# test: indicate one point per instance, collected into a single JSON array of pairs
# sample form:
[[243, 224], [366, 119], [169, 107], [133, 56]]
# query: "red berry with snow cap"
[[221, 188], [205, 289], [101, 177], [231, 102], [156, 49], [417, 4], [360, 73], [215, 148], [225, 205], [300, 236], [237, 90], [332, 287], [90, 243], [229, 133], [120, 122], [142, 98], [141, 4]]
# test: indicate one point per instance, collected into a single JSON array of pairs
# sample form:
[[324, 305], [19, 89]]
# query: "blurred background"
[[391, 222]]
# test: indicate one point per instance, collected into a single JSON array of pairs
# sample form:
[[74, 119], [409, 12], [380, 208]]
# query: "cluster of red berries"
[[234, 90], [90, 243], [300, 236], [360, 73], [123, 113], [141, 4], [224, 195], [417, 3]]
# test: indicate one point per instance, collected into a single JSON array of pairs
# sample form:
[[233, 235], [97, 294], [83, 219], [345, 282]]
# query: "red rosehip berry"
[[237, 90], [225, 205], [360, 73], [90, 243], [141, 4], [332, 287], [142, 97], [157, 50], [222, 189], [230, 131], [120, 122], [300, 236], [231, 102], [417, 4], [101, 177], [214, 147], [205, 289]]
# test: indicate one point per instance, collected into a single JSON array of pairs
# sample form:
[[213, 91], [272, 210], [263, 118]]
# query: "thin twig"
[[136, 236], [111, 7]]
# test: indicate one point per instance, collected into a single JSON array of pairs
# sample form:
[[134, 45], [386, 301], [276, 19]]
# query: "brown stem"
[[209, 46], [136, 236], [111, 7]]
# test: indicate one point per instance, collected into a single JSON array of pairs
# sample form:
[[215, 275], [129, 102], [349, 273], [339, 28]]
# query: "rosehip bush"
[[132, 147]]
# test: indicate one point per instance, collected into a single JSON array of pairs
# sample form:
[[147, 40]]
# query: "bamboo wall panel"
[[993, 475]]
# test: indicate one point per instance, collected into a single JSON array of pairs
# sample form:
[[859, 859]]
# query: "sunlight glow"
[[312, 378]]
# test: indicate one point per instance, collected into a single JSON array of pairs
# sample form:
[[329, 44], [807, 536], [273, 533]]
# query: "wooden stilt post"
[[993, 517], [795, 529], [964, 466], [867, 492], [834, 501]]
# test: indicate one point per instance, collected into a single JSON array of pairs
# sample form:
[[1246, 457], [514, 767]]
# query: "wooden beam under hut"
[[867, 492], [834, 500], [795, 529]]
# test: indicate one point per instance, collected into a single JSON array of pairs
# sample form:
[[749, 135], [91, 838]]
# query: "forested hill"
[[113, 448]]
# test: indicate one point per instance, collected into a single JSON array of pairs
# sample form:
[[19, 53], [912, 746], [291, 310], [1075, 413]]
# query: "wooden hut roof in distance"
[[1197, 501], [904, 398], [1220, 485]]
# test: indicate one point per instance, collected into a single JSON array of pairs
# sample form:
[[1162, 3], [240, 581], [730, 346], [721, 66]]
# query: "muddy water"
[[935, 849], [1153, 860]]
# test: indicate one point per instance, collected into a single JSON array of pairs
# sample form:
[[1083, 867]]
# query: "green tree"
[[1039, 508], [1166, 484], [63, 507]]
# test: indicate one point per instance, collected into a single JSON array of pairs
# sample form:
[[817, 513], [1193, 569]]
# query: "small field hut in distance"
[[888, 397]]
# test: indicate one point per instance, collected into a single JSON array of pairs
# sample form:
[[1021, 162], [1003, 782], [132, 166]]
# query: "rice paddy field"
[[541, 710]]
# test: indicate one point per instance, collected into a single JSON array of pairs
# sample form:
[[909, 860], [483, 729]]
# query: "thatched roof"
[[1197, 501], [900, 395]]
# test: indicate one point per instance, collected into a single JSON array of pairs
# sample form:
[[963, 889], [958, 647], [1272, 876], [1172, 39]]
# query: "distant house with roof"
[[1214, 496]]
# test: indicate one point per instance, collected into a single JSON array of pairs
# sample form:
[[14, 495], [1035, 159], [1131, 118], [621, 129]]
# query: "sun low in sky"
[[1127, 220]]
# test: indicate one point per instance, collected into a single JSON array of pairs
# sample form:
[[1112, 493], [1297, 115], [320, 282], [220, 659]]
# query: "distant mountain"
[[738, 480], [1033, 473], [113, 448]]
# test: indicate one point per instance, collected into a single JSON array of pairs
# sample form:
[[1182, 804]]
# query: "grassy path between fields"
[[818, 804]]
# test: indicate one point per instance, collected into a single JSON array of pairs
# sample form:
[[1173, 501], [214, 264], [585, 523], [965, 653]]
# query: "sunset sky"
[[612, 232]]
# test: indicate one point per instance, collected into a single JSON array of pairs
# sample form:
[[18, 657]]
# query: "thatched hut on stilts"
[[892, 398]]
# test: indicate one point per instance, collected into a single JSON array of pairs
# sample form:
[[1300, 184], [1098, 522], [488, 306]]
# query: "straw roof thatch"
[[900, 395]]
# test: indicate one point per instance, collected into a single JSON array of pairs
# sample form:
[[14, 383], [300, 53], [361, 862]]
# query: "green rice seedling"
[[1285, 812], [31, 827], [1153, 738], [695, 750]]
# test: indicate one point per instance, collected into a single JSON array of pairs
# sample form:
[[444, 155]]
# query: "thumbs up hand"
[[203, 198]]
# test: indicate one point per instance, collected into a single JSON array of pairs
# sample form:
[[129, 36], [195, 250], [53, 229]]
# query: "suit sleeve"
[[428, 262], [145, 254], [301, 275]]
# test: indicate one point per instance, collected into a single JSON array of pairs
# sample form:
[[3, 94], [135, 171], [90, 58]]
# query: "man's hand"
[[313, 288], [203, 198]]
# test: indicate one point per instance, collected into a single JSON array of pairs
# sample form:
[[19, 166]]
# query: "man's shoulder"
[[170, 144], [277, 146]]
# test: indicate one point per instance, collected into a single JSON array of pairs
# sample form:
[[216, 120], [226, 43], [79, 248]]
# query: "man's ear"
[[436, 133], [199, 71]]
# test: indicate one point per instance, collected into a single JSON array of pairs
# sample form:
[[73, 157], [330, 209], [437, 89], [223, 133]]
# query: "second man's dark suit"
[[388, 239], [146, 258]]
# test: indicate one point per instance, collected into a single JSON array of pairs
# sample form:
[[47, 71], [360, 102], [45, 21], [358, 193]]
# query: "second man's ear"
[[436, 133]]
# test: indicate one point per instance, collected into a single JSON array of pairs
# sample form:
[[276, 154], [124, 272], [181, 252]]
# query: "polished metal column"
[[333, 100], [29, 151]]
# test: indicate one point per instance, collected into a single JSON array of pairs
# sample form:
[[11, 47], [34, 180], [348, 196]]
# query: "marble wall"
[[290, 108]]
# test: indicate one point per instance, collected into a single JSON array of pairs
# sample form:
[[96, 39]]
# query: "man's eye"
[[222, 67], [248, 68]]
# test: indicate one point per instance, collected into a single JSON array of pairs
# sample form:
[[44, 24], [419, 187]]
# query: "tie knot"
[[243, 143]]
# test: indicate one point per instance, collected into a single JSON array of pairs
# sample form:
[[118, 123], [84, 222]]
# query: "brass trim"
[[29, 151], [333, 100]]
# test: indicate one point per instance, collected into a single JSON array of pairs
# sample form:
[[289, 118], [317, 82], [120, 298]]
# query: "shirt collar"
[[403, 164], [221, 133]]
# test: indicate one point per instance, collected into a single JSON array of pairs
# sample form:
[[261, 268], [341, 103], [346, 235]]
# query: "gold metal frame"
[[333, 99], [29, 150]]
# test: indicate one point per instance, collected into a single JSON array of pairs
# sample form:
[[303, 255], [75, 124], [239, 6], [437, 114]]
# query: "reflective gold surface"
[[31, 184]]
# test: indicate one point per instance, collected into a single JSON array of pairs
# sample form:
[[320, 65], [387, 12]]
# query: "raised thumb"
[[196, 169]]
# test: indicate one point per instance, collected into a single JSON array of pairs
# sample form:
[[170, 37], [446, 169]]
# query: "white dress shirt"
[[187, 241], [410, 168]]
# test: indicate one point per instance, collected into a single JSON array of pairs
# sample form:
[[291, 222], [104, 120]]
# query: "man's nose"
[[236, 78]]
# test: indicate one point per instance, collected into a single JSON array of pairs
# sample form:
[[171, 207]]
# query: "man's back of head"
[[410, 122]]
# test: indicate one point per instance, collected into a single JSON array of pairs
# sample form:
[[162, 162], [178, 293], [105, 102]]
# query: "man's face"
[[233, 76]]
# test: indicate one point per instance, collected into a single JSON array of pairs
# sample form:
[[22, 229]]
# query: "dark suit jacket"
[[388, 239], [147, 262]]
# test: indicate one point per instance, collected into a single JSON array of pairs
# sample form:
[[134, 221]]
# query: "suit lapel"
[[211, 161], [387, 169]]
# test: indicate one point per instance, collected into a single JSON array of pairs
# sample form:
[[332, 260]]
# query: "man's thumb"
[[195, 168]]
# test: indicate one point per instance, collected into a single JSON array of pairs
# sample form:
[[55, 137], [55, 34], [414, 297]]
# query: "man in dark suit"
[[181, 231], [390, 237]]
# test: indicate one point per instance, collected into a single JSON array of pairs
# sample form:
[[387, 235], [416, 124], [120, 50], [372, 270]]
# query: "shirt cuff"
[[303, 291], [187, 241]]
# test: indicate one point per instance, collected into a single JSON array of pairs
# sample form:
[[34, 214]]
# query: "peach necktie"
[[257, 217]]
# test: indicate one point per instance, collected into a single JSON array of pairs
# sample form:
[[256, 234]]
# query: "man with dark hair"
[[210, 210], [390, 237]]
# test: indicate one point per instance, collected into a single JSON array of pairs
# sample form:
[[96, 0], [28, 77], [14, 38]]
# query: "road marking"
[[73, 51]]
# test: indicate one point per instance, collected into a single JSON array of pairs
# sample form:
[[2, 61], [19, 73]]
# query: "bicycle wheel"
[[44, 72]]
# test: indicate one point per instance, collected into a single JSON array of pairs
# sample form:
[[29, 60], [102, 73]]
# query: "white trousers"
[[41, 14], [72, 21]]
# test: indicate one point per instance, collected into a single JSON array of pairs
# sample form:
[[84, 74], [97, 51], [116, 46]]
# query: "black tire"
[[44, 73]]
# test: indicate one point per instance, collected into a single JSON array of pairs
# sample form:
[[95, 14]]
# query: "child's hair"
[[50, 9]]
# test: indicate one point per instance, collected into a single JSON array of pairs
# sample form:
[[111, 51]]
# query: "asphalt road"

Action item:
An exact copy of the data is needed, running from its first line through the line that holds "[[243, 224], [366, 119], [169, 107], [133, 56]]", and nothing beyond that.

Solved problem:
# test: indicate one point per instance, collected into a single JSON array of pairs
# sample form:
[[243, 224], [366, 119], [169, 107], [133, 56]]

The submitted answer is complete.